Given exercise: Render the stretch from the line containing "Task: indicate one point on every instance of the bright" through the last of the rows as a JSON list of strings, one string per line, with blank lines left out.

Entries shown:
>>>
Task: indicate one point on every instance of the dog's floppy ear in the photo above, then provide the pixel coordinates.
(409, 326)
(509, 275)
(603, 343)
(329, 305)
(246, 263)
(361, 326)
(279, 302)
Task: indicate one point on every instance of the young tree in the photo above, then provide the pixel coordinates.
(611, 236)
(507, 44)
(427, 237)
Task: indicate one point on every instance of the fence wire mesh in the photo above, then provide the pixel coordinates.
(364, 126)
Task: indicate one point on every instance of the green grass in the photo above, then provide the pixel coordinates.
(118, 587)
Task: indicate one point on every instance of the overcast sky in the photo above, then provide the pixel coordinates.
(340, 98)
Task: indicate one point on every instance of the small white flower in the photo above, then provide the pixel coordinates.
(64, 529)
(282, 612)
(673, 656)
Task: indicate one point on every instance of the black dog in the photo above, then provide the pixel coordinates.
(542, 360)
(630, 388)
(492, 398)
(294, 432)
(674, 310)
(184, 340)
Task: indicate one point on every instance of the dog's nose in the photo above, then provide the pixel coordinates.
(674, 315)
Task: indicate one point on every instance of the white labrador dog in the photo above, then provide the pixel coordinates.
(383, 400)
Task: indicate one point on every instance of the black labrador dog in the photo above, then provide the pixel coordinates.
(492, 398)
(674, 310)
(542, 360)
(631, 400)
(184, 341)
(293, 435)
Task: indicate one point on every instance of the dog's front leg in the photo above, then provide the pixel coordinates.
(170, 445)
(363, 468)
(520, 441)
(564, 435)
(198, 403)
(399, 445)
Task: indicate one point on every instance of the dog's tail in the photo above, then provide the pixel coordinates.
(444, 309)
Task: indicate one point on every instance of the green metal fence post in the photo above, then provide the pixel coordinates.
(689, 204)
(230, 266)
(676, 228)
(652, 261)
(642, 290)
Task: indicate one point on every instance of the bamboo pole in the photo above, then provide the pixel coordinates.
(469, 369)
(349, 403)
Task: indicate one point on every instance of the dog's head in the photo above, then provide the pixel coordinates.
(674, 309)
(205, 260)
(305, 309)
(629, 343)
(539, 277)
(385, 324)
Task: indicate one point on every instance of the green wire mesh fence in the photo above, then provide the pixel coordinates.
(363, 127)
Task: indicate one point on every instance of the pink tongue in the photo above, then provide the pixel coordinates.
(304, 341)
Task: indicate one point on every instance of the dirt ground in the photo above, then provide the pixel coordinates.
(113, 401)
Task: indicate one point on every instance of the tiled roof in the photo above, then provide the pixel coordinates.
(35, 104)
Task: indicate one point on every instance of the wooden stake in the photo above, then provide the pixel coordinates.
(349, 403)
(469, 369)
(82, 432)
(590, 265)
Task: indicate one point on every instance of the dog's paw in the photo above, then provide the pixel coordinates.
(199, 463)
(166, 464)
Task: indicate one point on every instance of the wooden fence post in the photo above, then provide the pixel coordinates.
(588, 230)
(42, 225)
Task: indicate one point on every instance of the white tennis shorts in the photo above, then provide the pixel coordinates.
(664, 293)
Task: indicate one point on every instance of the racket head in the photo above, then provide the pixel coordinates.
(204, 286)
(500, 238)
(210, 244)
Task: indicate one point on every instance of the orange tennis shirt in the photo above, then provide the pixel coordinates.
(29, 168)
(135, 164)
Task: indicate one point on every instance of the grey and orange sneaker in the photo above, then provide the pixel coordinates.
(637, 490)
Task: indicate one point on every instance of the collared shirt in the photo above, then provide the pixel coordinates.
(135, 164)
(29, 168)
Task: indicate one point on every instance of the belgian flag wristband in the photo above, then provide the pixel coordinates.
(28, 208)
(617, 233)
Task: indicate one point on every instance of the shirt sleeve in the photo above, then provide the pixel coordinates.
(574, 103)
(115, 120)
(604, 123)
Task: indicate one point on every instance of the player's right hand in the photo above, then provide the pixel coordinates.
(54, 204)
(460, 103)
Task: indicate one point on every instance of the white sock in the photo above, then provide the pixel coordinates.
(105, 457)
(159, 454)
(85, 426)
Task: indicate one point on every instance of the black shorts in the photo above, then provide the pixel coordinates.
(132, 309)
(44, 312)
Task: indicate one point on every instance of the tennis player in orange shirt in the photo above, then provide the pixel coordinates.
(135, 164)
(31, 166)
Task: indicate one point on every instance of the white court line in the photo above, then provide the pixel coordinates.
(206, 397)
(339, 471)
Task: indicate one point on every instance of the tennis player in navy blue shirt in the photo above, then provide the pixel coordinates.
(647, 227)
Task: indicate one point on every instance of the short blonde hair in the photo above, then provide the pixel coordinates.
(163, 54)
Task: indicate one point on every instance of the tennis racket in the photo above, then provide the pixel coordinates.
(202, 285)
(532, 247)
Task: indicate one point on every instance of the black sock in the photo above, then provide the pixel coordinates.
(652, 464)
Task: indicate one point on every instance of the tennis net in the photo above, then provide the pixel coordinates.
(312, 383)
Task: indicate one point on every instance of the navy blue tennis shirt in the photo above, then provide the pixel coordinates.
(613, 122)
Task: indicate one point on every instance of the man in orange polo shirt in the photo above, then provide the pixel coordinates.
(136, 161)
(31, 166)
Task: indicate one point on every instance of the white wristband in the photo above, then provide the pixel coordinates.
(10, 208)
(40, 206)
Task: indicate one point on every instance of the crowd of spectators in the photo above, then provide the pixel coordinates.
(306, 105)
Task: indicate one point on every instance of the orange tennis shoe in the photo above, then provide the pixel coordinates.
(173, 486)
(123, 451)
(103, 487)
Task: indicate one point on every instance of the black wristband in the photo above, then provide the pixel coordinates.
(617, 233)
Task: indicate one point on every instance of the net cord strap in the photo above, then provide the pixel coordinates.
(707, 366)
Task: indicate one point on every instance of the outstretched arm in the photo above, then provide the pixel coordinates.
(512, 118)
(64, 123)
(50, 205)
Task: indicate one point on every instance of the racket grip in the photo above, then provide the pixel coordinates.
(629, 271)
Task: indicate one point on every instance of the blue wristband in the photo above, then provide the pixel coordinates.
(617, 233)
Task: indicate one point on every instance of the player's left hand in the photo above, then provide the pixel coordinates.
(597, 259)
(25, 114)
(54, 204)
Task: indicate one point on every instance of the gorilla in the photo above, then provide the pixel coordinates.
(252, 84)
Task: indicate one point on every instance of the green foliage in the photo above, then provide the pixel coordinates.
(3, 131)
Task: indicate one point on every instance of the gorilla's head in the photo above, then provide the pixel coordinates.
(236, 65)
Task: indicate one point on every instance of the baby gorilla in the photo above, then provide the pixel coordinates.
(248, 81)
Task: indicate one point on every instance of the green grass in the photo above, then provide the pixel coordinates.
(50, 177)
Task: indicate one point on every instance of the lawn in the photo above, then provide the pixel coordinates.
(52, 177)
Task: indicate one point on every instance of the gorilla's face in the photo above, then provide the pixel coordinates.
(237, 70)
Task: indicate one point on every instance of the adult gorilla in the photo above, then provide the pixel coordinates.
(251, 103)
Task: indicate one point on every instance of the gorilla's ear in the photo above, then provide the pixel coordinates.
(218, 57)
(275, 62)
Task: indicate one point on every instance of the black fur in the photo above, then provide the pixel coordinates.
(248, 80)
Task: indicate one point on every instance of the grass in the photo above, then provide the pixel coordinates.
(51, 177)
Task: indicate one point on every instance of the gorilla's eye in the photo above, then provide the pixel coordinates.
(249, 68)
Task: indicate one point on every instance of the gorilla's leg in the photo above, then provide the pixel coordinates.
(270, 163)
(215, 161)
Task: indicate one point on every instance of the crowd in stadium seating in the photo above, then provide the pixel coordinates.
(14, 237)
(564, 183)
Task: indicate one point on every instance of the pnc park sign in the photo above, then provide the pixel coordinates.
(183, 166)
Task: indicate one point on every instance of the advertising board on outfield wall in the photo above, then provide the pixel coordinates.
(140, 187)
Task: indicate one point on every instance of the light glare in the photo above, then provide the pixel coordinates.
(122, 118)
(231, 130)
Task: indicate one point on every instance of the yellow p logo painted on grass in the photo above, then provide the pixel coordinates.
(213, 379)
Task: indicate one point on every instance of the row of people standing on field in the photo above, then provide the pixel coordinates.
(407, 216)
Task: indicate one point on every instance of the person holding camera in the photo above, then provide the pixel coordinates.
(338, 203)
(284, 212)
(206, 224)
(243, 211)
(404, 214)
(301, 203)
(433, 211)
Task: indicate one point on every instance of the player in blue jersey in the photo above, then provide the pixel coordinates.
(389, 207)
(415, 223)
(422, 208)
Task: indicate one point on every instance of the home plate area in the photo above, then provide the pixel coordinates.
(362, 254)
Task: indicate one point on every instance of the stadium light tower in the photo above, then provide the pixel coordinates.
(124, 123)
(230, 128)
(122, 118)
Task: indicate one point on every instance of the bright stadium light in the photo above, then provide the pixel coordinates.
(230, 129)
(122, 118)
<<<
Answer to this exercise:
[
  "Task: indicate one point on every instance of the bright stadium light in the photo above, then provide the pixel coordinates.",
  "(230, 129)",
  "(122, 118)"
]